**Directive**
Copy every one of the rows below word for word, with nothing changed.

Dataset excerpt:
++++++++

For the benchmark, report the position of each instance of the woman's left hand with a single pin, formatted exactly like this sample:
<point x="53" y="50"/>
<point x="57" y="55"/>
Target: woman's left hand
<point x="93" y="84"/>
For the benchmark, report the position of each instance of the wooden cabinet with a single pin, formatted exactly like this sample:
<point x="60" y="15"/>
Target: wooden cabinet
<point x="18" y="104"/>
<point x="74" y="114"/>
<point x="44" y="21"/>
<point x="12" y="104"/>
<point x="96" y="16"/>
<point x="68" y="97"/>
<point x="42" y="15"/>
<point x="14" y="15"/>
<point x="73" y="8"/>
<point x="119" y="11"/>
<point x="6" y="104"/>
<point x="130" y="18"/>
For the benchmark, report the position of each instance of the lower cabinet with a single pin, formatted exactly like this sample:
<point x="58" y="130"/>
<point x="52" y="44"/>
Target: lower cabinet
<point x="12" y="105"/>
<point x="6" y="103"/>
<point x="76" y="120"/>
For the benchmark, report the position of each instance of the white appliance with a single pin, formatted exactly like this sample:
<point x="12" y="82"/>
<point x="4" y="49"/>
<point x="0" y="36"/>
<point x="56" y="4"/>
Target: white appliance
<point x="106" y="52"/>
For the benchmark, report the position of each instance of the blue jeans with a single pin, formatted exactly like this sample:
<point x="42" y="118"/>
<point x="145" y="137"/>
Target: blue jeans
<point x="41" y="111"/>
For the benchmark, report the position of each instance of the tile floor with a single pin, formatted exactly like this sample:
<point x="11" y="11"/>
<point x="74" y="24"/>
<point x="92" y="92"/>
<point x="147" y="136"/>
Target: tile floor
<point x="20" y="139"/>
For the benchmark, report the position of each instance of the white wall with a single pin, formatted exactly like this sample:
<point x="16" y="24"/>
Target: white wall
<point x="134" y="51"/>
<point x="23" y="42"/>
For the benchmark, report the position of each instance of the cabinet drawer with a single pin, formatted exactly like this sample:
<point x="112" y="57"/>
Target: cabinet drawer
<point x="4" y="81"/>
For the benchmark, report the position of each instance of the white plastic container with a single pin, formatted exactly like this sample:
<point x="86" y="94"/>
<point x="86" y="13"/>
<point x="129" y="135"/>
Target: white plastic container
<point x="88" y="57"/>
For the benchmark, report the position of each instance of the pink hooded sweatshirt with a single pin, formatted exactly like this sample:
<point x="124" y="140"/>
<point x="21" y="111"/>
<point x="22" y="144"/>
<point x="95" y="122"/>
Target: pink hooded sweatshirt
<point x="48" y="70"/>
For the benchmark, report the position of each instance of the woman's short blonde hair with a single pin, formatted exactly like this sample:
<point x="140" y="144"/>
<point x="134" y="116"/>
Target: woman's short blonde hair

++++++++

**Exercise result**
For the benchmark, report the position of each instance of the woman's left hand with a single pin, formatted exactly like this sample:
<point x="53" y="50"/>
<point x="57" y="55"/>
Target: woman's left hand
<point x="93" y="84"/>
For the benchmark, report the position of each instance of the wooden cabinet with a single pin, formatted exactly like this sample:
<point x="60" y="15"/>
Target: wooden cabinet
<point x="18" y="104"/>
<point x="74" y="114"/>
<point x="44" y="21"/>
<point x="12" y="104"/>
<point x="96" y="16"/>
<point x="68" y="97"/>
<point x="42" y="15"/>
<point x="14" y="15"/>
<point x="73" y="8"/>
<point x="119" y="11"/>
<point x="6" y="104"/>
<point x="130" y="18"/>
For the benchmark, report the position of each instance of the lower cabinet with a single pin, formatted exactly like this sample:
<point x="58" y="130"/>
<point x="52" y="44"/>
Target: lower cabinet
<point x="12" y="105"/>
<point x="6" y="103"/>
<point x="76" y="120"/>
For the benchmark, report the position of each instance of the white appliance with a single pin, formatted exactly like this sample:
<point x="12" y="82"/>
<point x="4" y="49"/>
<point x="0" y="36"/>
<point x="56" y="4"/>
Target: white appliance
<point x="106" y="52"/>
For the benchmark, report the position of each instance of the blue jeans with a single pin, formatted exactly like this sample:
<point x="42" y="118"/>
<point x="145" y="137"/>
Target: blue jeans
<point x="41" y="111"/>
For the benchmark, report the position of each instance of the tile floor with a single pin, formatted exactly like this sample:
<point x="11" y="11"/>
<point x="74" y="24"/>
<point x="92" y="92"/>
<point x="147" y="136"/>
Target: tile floor
<point x="20" y="139"/>
For the benchmark, report the position of each instance of the white wall with a single pin, formatted exactly like this sample:
<point x="16" y="24"/>
Target: white wall
<point x="134" y="51"/>
<point x="23" y="42"/>
For the benchmark, report the position of each instance of the cabinet drawer with a single pin, formatted exactly like this sample:
<point x="112" y="57"/>
Target: cabinet drawer
<point x="4" y="81"/>
For the benchmark, report the position of each instance of the white plastic container with a single pin, formatted exactly like this sample:
<point x="86" y="94"/>
<point x="86" y="13"/>
<point x="129" y="135"/>
Target: white plastic container
<point x="88" y="57"/>
For the benchmark, report the position of each instance of the pink hooded sweatshirt with a single pin, formatted exactly like this sample:
<point x="124" y="140"/>
<point x="21" y="111"/>
<point x="22" y="144"/>
<point x="95" y="122"/>
Target: pink hooded sweatshirt
<point x="48" y="70"/>
For the benchmark, report the position of each instance of the woman's short blonde hair with a single pin, formatted exactly like this sample:
<point x="140" y="144"/>
<point x="134" y="116"/>
Target: woman's short blonde hair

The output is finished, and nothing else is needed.